_Tekst voor analyse:_
_ _ _

4.3.Bewezenverklaring
In bijlage II heeft de rechtbank de inhoud van wettige bewijsmiddelen opgenomen, houdende voor de bewezenverklaring van feiten 1 tot en met 3 redengevende feiten en omstandigheden. Op grond daarvan, en op grond van de redengevende inhoud van het voorgaande, is wettig en overtuigend bewezen dat de verdachte het onder 1 tot en met 3 ten laste gelegde heeft begaan.
In bijlage III heeft de rechtbank een opgave gedaan van wettige bewijsmiddelen, houdende voor de bewezenverklaring van feiten 4 en 5 redengevende feiten en omstandigheden. Met deze opgave wordt volstaan, nu de verdachte het bewezen verklaarde heeft bekend en nadien geen vrijspraak is bepleit. Op grond daarvan is wettig en overtuigend bewezen dat de verdachte het onder 4 en 5 ten laste gelegde heeft begaan.
De verdachte heeft de bewezen verklaarde feiten op die wijze begaan dat:
1.

_ _ _

_Aangeleverde gegevens:_
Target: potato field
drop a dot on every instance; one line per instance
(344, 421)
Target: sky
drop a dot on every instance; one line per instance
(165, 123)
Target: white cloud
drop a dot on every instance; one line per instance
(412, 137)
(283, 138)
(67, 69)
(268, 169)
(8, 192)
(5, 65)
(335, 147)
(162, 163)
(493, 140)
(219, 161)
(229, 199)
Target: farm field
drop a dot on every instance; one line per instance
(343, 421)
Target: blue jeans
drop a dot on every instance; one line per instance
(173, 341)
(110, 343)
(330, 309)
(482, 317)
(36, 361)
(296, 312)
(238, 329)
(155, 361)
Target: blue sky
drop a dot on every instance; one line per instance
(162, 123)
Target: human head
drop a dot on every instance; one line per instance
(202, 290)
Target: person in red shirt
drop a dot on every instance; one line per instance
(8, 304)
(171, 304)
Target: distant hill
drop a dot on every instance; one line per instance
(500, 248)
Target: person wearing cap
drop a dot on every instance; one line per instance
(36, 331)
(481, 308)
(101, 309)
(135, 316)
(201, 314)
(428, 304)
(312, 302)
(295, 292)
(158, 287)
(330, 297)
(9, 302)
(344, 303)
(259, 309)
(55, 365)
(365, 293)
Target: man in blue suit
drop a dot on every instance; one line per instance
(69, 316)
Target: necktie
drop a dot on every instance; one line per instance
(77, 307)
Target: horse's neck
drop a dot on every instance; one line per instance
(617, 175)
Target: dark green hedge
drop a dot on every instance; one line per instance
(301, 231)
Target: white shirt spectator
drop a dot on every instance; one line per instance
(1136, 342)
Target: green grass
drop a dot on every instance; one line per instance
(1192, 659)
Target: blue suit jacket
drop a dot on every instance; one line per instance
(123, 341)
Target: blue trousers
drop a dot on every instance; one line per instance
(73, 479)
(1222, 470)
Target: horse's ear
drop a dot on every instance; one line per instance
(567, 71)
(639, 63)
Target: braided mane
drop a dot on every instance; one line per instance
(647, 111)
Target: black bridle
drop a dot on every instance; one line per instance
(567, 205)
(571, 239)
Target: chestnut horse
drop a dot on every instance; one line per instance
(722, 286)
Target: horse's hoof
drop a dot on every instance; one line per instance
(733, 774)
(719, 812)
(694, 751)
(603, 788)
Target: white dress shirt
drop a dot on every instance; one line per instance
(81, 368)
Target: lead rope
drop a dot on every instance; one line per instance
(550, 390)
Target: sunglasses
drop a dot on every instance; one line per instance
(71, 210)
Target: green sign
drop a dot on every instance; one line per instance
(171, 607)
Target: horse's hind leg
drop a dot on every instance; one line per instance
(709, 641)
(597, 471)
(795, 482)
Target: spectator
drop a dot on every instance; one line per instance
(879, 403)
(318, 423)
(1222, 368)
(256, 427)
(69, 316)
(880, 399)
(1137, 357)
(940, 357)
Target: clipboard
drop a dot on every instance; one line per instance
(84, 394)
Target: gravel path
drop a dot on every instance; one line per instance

_ _ _

_Werkinstructie:_
Noem elk feit dat volgens de tekst over de bewezenverklaring wettig en overtuigend bewezen is, met de bijlage waarin de bewijsmiddelen voor dat feit staan. De gegevens doen hier niet ter zake.

_Uitgewerkte oplossing:_
Feit 1: bijlage II
Feit 2: bijlage II
Feit 3: bijlage II
Feit 4: bijlage III
Feit 5: bijlage III